- Given instruction A -
Please gather every line from the rows below that contains the word "instance", and copy each of those lines.

- Article -
* * * * *

The fact that eurozone inflation is closer to 1% than 2% is not ideal, but the European Central Bank should not be overly concerned. The ECB does not need to pull out all the stops and invent ever more instruments in the forlorn hope of increasing inflation by a few tenths of a percentage point.

BRUSSELS – A year ago, the European Central Bank took advantage of a temporary uptick in prices to declare victory in its fight to bring eurozone inflation up to its target of “below, but close to, 2%.” But the triumph proved short-lived. Headline inflation has since come down again, and core inflation, which strips out volatile energy prices, is back to about 1%. Yet this should not be a major concern for the ECB. 

The ECB’s staff projections still see eurozone inflation reaching close to 2% by 2021-2022. But, having wrongly predicted a pickup in inflation for the past several years, these forecasts now have little credibility. This is apparent in financial-market expectations of eurozone inflation as measured by so-called inflation swap rates, which are stuck below 1% even five years into the future. And markets predict that euro-area inflation will still be below 1.5% a decade from now.

* * * * *

- Given instruction B -
Proceed with the article on eurozone inflation and the ECB, continuing it from its final sentence above.

- Given data -
* * * * *

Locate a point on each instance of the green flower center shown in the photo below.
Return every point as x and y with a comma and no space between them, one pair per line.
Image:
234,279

* * * * *

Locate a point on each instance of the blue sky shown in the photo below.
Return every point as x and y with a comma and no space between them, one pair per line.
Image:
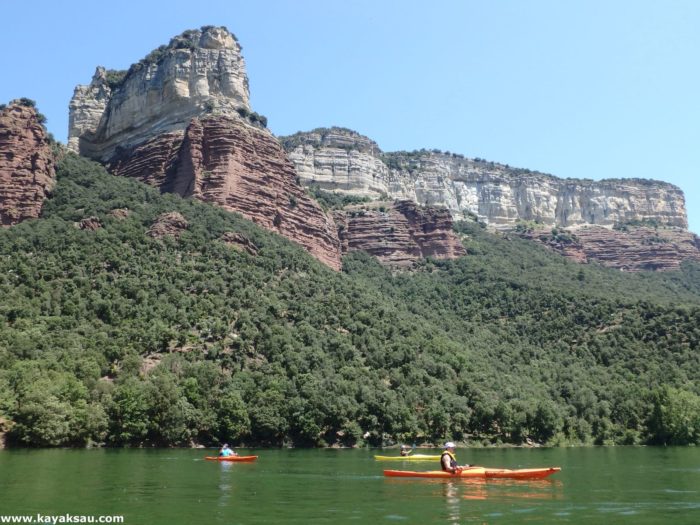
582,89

* * * * *

- Result A -
Locate a point on each instance of the green flower center shown in the photo below.
Locate a point on each instance of the blue sky shown in the photo below.

- Result B -
This puts the ECB in a quandary. The eurozone economy is weakening, which might further diminish inflationary pressures. But the ECB does not dare to restart its sovereign bond-buying program with the aim of providing additional economic stimulus, because national central banks in the eurozone already hold large amounts of their own governments’ bonds. Making these central banks buy even more would put them in a very difficult position if any government were to experience financial stress. This is why the ECB has so far limited itself to announcing that it will continue to provide commercial banks with longer-term, three-year financing at ultra-low rates.